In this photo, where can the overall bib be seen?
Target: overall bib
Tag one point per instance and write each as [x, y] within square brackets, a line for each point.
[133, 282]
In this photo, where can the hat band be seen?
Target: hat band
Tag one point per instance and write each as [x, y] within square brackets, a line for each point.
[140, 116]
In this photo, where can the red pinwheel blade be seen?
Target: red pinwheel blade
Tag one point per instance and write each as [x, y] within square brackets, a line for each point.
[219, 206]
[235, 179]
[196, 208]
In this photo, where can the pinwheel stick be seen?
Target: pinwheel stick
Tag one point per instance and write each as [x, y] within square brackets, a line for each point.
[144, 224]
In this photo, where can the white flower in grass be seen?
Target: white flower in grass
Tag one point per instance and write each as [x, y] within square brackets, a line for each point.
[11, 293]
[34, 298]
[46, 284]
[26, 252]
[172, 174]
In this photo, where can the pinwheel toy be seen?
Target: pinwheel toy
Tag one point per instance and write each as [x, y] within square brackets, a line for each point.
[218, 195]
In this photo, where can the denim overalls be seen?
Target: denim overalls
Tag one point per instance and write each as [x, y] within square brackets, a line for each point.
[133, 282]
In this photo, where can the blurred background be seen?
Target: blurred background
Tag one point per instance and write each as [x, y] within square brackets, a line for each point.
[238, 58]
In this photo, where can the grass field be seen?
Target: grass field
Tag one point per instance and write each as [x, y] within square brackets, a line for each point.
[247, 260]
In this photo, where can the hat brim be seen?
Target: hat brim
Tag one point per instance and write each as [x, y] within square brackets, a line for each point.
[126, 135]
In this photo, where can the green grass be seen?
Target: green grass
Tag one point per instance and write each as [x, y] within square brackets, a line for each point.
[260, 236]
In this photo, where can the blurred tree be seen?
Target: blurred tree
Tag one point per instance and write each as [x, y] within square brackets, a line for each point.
---
Lay out every line of the records above as a numbered list, leaving out any blank lines.

1. In this photo, where can the overall bib be seen?
2. Target: overall bib
3. Tag one point per instance and write each as [x, y] within square brackets, a line for each point.
4. [133, 282]
5. In this photo, where can the hat band be seen?
6. Target: hat band
7. Tag one point per instance and write each as [x, y] within square brackets, a line for each point.
8. [140, 116]
9. In this photo, where can the red pinwheel blade be seen?
10. Target: red pinwheel blade
11. Tag one point per instance and write each as [x, y] within square brackets, a line for each point.
12. [219, 206]
13. [235, 179]
14. [196, 208]
15. In this photo, where can the pinwheel stick be seen?
16. Target: pinwheel stick
17. Tag one point per instance and write each as [x, y] within square brackets, a line for each point.
18. [144, 224]
19. In this photo, where can the white flower in grass be seen?
20. Target: white flower in grass
21. Tag one point per instance and write each as [x, y] within square brackets, a line for each point.
22. [11, 293]
23. [34, 298]
24. [46, 284]
25. [26, 252]
26. [172, 174]
27. In this photo, where can the pinwheel toy be seen?
28. Target: pinwheel toy
29. Tag one point per instance and write each as [x, y] within square brackets, a line for each point.
30. [218, 195]
31. In this photo, where can the denim overalls be seen?
32. Target: denim overalls
33. Tag one point per instance and write each as [x, y] within square brackets, a line for each point.
34. [133, 282]
35. In this photo, where can the blurred background be seen?
36. Target: blurred background
37. Tag one point per instance and write each as [x, y] within square brackets, a line for each point.
38. [238, 58]
39. In this photo, where can the grass field be seen?
40. Target: grass field
41. Tag one point per instance and write each as [x, y] within square brackets, a line for each point.
42. [247, 260]
43. In this photo, where can the hat brim be seen?
44. Target: hat brim
45. Tag one point per instance and write each as [x, y] within square brackets, a line for each point.
46. [126, 135]
47. In this photo, where can the green grass be seen?
48. Target: green grass
49. Tag one point per instance and write each as [x, y] within square brackets, a line for each point.
50. [260, 236]
51. In this photo, where can the blurred tree be seen?
52. Target: blurred tree
53. Tag one point per instance and write each as [x, y] within square brackets, a line for each point.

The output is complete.